▸ What this task involves: Rewrite everything from the start of the material down through the line containing "[621, 570, 657, 629]", keeping every request as it is and multiplying each bounding box coordinate in the answers by 1.6, rounded to the nearest whole number with halves rounded up. Stop after that line.

▸ Data in this exercise:
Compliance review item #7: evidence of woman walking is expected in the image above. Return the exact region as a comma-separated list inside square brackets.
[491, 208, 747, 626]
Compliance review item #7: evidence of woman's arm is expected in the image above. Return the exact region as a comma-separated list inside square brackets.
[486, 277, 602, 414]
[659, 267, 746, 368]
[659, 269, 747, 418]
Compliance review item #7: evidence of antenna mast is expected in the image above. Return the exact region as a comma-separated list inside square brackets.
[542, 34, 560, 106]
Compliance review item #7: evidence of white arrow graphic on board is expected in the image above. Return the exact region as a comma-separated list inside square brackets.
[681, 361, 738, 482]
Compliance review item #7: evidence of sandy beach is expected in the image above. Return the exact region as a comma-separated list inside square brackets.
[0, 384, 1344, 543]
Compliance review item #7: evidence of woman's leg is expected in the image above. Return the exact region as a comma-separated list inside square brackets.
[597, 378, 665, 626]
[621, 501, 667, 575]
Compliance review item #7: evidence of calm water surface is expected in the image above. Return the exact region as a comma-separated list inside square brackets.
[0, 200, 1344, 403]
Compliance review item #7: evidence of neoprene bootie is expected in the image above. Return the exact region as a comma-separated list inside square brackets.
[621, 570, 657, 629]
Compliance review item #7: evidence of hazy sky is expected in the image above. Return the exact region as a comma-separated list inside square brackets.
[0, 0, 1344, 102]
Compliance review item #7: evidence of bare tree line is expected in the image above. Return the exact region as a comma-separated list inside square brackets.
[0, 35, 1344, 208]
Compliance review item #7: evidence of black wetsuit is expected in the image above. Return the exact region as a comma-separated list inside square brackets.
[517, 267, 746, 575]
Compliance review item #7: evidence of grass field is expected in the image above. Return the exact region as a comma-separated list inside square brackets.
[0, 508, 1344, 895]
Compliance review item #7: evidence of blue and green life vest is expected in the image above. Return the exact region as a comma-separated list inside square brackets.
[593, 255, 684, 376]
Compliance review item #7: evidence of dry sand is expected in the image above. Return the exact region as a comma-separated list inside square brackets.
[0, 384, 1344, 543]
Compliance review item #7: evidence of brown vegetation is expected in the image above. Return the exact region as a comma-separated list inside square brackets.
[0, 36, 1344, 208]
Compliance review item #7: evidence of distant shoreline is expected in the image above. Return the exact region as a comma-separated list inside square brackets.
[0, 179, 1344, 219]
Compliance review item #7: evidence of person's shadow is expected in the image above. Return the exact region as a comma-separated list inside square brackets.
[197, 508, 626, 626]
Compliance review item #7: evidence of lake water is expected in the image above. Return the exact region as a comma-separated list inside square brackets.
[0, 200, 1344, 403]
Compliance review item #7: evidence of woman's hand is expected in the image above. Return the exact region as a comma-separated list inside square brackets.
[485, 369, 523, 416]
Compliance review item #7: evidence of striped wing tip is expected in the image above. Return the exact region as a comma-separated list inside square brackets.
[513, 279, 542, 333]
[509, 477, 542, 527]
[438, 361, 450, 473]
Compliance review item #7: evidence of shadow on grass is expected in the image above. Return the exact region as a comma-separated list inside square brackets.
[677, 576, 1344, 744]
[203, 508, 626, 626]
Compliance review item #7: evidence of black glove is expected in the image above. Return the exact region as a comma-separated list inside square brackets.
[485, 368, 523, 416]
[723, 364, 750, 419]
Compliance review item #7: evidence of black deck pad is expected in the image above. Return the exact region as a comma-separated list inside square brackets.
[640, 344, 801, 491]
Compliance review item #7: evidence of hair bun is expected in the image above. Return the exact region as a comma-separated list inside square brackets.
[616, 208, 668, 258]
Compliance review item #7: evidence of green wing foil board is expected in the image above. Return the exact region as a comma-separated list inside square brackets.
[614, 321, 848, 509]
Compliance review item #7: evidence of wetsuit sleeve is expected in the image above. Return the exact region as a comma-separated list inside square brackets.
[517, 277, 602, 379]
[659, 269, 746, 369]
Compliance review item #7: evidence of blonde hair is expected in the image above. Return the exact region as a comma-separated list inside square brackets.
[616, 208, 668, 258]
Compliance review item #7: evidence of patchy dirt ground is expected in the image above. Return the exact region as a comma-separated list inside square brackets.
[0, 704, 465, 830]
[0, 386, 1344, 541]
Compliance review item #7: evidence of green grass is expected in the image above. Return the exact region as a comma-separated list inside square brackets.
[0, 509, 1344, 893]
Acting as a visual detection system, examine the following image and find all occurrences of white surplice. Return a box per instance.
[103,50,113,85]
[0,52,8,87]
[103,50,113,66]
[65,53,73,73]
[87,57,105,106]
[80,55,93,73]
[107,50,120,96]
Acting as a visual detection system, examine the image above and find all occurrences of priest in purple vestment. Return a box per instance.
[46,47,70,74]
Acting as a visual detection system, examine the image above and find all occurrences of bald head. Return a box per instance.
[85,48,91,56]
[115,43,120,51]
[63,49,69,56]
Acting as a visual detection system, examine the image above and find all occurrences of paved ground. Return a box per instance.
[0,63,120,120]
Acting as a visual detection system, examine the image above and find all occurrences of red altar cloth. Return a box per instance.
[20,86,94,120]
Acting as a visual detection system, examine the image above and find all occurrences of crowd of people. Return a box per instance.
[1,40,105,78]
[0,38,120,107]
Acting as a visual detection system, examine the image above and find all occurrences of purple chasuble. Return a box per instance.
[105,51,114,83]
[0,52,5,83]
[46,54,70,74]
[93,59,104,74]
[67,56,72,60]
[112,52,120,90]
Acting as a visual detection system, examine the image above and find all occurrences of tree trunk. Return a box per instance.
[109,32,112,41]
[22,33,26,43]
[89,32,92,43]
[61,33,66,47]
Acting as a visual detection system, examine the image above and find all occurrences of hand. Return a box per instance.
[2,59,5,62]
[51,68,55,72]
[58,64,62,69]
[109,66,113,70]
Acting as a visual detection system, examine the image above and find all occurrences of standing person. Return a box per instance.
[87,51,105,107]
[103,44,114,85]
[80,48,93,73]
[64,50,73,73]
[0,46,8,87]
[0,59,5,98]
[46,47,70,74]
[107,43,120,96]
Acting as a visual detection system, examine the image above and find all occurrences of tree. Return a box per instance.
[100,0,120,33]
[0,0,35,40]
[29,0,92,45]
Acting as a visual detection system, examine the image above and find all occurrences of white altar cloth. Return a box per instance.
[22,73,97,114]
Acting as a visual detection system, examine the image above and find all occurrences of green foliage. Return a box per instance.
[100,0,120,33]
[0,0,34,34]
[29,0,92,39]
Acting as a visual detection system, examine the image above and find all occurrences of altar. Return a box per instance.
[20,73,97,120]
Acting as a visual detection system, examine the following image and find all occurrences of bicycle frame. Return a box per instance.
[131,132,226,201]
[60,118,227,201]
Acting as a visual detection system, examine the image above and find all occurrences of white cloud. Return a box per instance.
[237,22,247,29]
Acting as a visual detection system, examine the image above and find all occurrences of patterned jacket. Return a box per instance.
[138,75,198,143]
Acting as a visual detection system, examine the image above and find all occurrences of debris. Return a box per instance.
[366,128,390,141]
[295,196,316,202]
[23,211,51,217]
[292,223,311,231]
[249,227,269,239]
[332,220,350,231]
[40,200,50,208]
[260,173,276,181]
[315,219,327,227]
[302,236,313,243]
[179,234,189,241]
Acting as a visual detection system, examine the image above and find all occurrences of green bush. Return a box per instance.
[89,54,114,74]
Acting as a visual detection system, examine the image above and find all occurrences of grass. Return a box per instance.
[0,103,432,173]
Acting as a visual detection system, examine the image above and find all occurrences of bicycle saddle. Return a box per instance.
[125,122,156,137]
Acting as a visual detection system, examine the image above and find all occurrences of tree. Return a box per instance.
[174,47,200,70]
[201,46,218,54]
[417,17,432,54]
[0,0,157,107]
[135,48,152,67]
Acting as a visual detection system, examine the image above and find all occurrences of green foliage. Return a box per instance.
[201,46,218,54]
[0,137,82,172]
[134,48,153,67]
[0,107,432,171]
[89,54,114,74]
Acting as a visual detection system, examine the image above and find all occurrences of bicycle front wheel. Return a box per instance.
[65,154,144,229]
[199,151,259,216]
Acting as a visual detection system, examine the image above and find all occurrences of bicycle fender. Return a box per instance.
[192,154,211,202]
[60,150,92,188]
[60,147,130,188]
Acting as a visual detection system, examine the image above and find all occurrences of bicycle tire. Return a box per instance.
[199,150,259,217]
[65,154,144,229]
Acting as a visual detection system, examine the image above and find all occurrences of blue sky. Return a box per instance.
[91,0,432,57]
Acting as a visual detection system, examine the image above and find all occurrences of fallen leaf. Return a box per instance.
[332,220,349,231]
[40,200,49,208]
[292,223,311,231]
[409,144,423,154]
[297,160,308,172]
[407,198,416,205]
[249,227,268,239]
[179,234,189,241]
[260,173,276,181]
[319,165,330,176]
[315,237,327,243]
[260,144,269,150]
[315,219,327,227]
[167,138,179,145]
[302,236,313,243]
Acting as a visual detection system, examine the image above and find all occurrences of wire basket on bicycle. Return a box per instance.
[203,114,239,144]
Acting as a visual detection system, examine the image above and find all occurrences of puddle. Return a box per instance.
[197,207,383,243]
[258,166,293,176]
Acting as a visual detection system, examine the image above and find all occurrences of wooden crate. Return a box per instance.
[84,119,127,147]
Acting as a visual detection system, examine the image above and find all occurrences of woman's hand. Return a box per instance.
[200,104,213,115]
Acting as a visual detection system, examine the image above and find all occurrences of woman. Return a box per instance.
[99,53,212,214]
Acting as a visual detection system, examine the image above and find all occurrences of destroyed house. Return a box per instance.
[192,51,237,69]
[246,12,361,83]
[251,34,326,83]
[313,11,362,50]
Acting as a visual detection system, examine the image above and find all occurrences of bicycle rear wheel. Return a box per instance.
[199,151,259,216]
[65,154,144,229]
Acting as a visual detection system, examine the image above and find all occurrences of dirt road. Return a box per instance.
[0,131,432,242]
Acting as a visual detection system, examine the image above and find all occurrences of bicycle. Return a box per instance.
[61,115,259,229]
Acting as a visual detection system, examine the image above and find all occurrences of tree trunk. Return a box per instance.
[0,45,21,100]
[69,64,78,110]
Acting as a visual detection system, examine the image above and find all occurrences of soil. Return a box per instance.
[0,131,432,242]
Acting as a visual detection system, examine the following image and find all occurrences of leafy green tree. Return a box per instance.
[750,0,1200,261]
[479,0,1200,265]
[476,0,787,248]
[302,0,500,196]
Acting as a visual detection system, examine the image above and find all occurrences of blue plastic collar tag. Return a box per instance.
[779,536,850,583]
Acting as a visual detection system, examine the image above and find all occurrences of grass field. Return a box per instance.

▸ Solution:
Compliance review item #7: evidence of woman walking is expected in the image above. Return the exact region as a comma-separated list inside square brackets.
[786, 333, 1195, 1002]
Compliance review item #7: evidence of woman's arm is expected in the image above. Return the exact region as a comma-separated list inside square brackets.
[778, 443, 963, 662]
[1054, 427, 1194, 589]
[1054, 430, 1195, 669]
Compliance review item #7: evidence of antenna mast is expected in the image above. Return the exact region as a comma-separated list inside square brackets.
[867, 54, 896, 170]
Compliance review item #7: evidence of white arrow graphic on board is expected in the image above. Return the exact region as a comma-separated list inside square brackets.
[1090, 578, 1181, 771]
Compliance review item #7: evidence of sandy beach is expected in the image above. Return the exact region as a comma-separated list inside square brackets.
[0, 614, 2150, 869]
Compliance review item #7: evidence of woman's leg is expected in the image above. Return the exact region as a comma-separated list inside square brackets.
[955, 605, 1064, 1002]
[994, 802, 1067, 920]
Compliance review item #7: evidence of calm water surface is expected in the image above. Return the exact region as a comma-separated list inside square brackets.
[0, 320, 2150, 645]
Compliance review item #7: evidence of neoprene bootie is expected in the image above. Return the exact region as a comma-separated list inside square brackets.
[994, 912, 1051, 1006]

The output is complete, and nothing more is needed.